__YOUR INSTRUCTIONS__: Reproduce the lines beginning with the one that contains "Note: indicate the red" and continuing through the one that contains "<point>672,642</point>", changing "red rose bloom" to "crimson rose bloom" and leaving everything else unaltered.

§ §

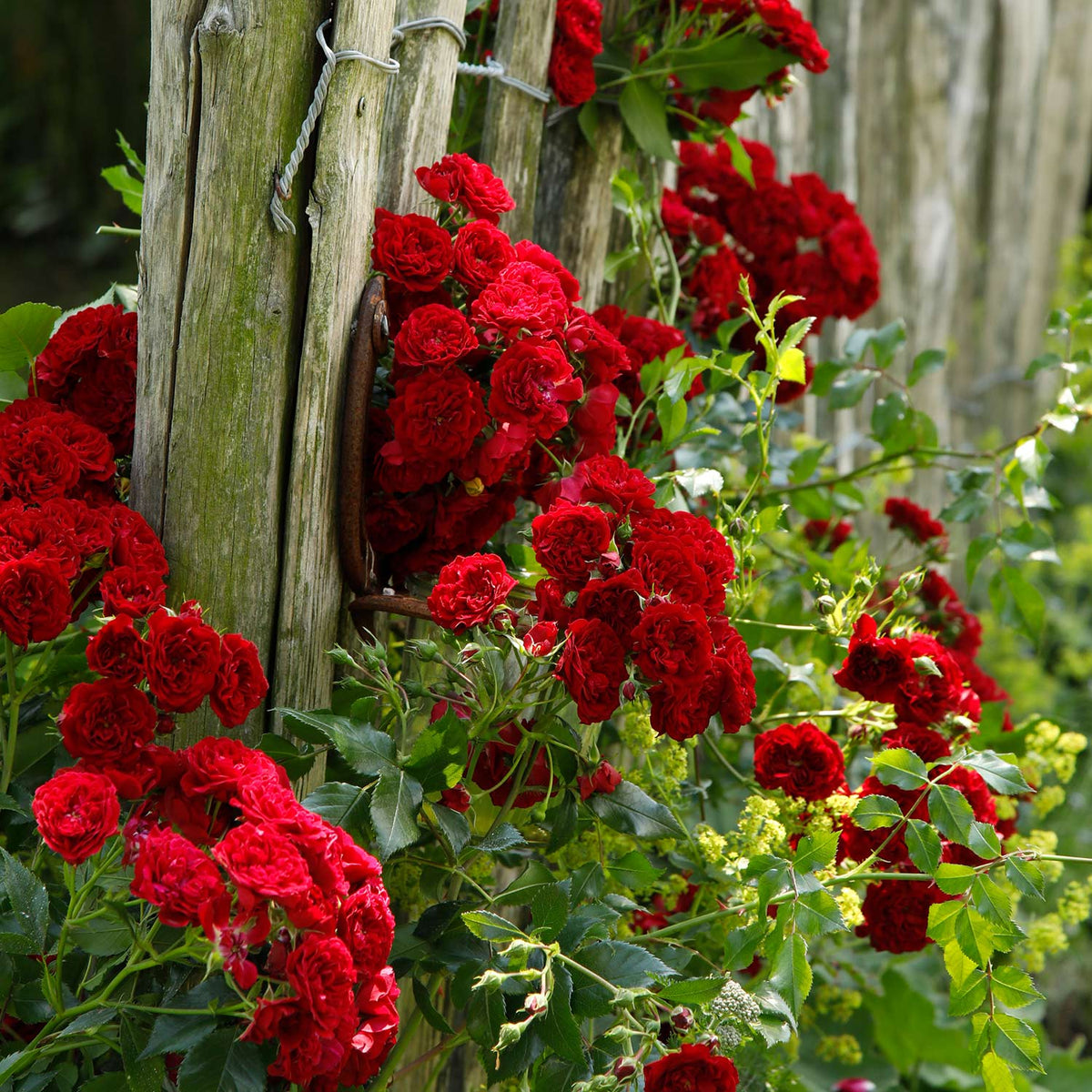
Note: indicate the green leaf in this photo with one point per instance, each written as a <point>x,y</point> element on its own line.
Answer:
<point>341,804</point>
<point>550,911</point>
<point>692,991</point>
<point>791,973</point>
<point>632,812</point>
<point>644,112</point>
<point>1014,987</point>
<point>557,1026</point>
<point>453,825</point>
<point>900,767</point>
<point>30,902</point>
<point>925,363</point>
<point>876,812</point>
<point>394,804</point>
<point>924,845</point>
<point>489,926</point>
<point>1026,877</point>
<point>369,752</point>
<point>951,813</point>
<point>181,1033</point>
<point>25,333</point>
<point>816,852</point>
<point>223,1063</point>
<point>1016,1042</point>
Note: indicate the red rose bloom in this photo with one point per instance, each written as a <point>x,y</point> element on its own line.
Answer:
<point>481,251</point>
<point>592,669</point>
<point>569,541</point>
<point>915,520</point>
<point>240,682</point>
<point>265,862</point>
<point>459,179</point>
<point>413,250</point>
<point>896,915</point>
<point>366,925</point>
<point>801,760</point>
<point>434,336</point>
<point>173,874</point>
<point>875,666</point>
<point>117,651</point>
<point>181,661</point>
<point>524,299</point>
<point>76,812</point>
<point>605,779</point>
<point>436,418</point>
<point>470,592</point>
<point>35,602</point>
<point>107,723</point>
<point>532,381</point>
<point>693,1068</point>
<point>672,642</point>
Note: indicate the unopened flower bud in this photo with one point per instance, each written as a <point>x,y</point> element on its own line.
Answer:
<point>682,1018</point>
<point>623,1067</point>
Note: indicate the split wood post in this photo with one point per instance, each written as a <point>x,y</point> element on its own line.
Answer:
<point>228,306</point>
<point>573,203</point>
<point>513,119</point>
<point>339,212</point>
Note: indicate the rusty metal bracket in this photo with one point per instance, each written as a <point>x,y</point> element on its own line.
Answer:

§ §

__FINISHED EXERCISE__:
Note: indicate the crimson rose bloom in this photo with one point per instance, each written as a <point>x,y</point> element on its own line.
Answer:
<point>481,251</point>
<point>592,669</point>
<point>569,541</point>
<point>915,520</point>
<point>240,682</point>
<point>265,862</point>
<point>459,179</point>
<point>413,250</point>
<point>896,915</point>
<point>366,925</point>
<point>801,760</point>
<point>434,336</point>
<point>173,874</point>
<point>875,666</point>
<point>117,651</point>
<point>181,661</point>
<point>524,299</point>
<point>76,812</point>
<point>605,779</point>
<point>436,418</point>
<point>470,592</point>
<point>35,602</point>
<point>107,723</point>
<point>532,381</point>
<point>693,1068</point>
<point>672,642</point>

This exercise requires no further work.